Direction A:
Tally the lines in the records below that contain the word "vanity". Reply with the number alone.

[start of Passage provided]

Once in a while it comes up in mine. Now and then I toss in gay NPCs when running games too. I don't necessarily expect the inner turmoils of my PCs to come up in games, since it really does depend on the type of game, but they do inform how I play them.

Most of my character's motivations seem to be something along the lines of putting their greatswords through the Big Bad's face, diving into his piles of gold like Scrooge Mcduck and rubbing his looted magic items against his nipples in pleasure. Is that motivated by his homosexuality? I leave it to observers to decide the answer for themselves.

that. Is. AWESOME.


Dogbladewarrior wrote:
Ragnarok Aeon, honestly, in my opinion? A completely normal guy. Liking beautiful women that happen to have male genitals is a confession average straight guys seem to make to me over and over again.

This is a recognized fetish with a thriving community, however.

[end of Passage provided]
[start of Rows]

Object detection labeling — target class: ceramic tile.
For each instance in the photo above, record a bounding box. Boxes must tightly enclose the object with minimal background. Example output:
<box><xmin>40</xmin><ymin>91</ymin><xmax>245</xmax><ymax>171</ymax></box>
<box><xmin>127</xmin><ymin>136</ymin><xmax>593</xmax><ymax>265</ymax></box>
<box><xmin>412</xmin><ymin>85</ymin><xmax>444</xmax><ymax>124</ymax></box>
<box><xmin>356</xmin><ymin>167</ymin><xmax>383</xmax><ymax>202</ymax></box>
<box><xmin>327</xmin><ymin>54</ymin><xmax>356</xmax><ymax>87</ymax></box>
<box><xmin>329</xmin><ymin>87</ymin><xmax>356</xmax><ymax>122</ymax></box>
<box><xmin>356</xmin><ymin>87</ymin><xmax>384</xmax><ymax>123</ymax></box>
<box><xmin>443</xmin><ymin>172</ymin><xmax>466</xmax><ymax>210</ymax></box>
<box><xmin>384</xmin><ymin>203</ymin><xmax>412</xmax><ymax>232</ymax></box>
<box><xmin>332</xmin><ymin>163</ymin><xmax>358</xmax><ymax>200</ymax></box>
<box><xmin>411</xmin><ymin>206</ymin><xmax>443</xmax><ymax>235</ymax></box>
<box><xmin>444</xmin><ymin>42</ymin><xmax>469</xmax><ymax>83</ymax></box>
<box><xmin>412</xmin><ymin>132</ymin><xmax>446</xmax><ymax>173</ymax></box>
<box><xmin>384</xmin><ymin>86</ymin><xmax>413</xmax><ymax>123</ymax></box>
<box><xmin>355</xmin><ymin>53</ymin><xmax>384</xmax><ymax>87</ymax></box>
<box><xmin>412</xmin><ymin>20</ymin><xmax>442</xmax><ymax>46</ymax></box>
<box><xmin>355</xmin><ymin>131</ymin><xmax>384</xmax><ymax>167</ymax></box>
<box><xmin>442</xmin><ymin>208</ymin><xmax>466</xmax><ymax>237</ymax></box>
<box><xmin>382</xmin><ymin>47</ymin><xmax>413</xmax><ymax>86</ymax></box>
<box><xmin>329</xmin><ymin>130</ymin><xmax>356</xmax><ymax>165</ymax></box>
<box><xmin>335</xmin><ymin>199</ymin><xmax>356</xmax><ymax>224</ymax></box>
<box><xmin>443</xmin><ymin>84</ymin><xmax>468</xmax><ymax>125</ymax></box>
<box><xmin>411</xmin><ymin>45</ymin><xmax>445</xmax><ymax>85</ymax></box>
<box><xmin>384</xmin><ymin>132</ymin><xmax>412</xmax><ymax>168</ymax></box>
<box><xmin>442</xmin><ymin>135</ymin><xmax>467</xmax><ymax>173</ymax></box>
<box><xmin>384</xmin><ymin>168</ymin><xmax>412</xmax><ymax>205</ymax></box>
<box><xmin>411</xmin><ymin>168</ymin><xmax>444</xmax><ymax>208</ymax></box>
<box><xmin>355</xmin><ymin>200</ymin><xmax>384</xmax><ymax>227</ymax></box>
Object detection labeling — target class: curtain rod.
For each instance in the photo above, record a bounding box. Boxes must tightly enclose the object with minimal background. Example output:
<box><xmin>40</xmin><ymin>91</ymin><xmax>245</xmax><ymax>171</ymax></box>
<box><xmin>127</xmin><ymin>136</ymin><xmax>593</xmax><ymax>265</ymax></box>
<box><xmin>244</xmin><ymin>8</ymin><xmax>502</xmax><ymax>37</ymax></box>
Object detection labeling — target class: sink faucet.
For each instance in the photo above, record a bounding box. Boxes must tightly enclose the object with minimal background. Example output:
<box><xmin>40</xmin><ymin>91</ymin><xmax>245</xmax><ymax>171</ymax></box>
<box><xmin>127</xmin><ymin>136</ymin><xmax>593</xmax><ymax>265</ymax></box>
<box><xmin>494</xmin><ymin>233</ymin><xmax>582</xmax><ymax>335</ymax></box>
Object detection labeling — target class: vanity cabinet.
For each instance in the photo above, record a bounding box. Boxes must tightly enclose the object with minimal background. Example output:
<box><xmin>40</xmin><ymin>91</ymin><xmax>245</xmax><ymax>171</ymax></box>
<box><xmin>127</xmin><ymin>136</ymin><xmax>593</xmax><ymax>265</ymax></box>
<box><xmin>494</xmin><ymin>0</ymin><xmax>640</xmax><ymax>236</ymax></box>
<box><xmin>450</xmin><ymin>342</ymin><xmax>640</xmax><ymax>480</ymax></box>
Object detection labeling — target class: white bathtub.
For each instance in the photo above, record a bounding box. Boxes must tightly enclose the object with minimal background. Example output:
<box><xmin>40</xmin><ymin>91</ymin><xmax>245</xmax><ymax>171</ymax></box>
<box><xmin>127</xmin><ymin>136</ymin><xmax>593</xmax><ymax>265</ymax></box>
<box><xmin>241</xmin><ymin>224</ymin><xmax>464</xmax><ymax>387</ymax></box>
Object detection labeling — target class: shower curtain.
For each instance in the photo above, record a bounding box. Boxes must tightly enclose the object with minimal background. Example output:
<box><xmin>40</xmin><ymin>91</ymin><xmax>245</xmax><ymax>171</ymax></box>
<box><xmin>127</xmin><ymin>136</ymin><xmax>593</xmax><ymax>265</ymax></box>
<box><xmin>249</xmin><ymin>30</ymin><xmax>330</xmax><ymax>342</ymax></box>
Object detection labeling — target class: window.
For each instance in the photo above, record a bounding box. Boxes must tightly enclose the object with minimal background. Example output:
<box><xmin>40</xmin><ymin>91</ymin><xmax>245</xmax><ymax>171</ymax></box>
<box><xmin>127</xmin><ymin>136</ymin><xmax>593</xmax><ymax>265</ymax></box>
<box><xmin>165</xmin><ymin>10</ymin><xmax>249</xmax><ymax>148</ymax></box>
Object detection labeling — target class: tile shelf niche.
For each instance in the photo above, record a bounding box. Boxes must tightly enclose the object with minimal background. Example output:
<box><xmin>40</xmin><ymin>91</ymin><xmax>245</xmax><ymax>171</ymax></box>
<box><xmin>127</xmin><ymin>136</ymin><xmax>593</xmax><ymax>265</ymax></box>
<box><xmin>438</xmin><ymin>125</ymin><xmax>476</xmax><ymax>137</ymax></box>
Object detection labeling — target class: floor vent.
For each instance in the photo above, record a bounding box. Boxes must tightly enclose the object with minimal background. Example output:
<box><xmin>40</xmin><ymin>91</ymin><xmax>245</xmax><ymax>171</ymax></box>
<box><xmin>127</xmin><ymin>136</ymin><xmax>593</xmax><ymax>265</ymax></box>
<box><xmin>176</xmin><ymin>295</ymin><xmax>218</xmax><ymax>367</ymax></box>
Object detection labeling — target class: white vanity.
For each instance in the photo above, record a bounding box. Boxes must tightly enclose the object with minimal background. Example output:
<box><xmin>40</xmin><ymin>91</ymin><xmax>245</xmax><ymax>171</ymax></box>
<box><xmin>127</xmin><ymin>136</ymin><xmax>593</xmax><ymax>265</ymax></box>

[end of Rows]

Direction B:
Answer these questions on the passage above, one line each:
(i) What does the writer sometimes add when running games?
(ii) What weapons do the character's motivations involve putting through the Big Bad's face?
(iii) Whom does Dogbladewarrior call "a completely normal guy"?

Written solution A:
2

Written solution B:
(i) Gay NPCs.
(ii) Greatswords.
(iii) Ragnarok Aeon.